→ **KUTIPAN TEKS**
**********
Kades Salim Kancil Jadi Tersangka, Pejabat Lain Terseret?
Editor
Febriyan
Rabu, 30 September 2015 19:49 WIB
TEMPO.CO, Jakarta - Direktur Wahana Lingkungan Hidup Indonesia Jawa Timur Ony Mahardika menilai kasus pertambangan ilegal di Desa Selok Awar-awar, Lumajang yang menewaskan seorang petani, Salim Kancil, tak hanya diotaki oleh Kepala Desa Hariyono. Dia menduga adanya pejabat tinggi baik tingkat daerah maupun pusat yang juga terlibat.
"Tidak menutup kemungkinan ada pejabat tinggi yang terlibat dalam kasus penambangan pasir ini, namun kami sedang mengumpulkan fakta-fakta untuk mengungkapkan semuanya, yang jelas kami tetap bersikukuh jika Kepala Desa adalah salah satu aktor utama dari kasus ini," ujar dia saat dihubungi Tempo, Rabu, 30 September 2015
Salim Kancil adalah Desa Selok Awar-awar yang menjadi korban penganiayaan hingga tewas pada, Sabtu, 26 September 2015. Penganiayaan itu diduga karena Salim kerap menolak aktifitas tambang ilegal di kampungnya itu. Selain Salim Kancil, penganiayaan juga dialami oleh Tosan, rekan Salim yang juga aktif menolak tambang.
**********
→ **BAGIAN LATIHAN**
a. Terjemahkan kalimat dari berita tentang kasus Salim Kancil ini ke dalam bahasa Inggris: "Selain Salim Kancil, penganiayaan juga dialami oleh Tosan, rekan Salim yang juga aktif menolak tambang."
b. Tulis lanjutan berita tentang kasus Salim Kancil, dimulai setelah kalimat terakhirnya.
Baris-baris ini diambil dari sumber lain.

→ **DAFTAR BARIS**
**********
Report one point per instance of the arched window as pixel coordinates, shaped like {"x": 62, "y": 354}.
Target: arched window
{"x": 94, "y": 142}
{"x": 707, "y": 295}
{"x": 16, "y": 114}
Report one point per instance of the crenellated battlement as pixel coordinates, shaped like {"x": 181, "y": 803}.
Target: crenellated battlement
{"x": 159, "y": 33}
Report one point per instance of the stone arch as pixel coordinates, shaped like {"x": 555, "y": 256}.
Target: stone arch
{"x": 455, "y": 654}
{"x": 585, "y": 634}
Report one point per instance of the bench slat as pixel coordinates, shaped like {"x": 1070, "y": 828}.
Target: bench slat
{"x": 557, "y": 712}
**********
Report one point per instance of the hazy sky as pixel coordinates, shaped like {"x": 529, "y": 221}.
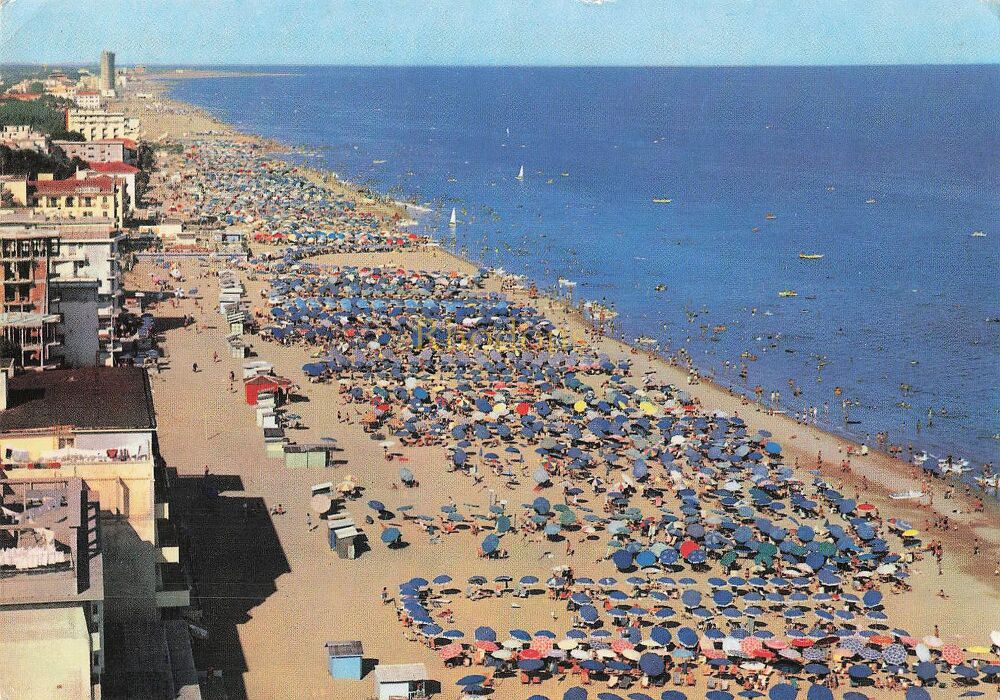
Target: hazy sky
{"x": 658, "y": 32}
**********
→ **JAWABAN TIAP TUGAS**
a. Besides Salim Kancil, Tosan, a colleague of Salim's who was also active in opposing the mine, was assaulted as well.

b.
Kepolisian Resort Lumajang, kemarin sudah menetapkan Hariyono dalam kasus tambang ilegal itu. Sementara 22 orang lainnya sudah ditetapkan sebagai tersangka kasus penganiayaan dan pembunuhan. Soal siapa otak dibalik pembunuhan Salim Kancil, polisi masih terus mendalaminya
Ony berujar bahwa dugaan adanya pejabat tinggi dibelakang tambang ilegal itu dilatarbelakangi karena pemerintah tak serisu dalam menangani kasus ini. Padahal penambangan pasir ilegal ini sudah terjadi sejak beberapa bulan silam dan sudah dilaporkan berkali-kali oleh warga.
"Jika ditangani sedari awal pasti tidak ada korban, soalnya penambangan pasir liar di Desa Selok Awar-awar, Kecamatan Pasirian, Kabupaten Lumajang sudah terjadi sejak Januari 2015 silam, dan warga sudah mengadukan ini ke aparat kepolisian dan pemerintah setempat, namun tidak pernah ada tanggapan," kata dia.
Tudingan adanya aktor lain dalam kasus tambang ilegal ini juga meluncur dari Lembaga Bantuan Hukum Surabaya. Pengacara LBH, Abdul Wachid, mencurigai adanya perusahaan besar PT Indo Modern Mining Sejahtera dibelakang tambang ilegal ini.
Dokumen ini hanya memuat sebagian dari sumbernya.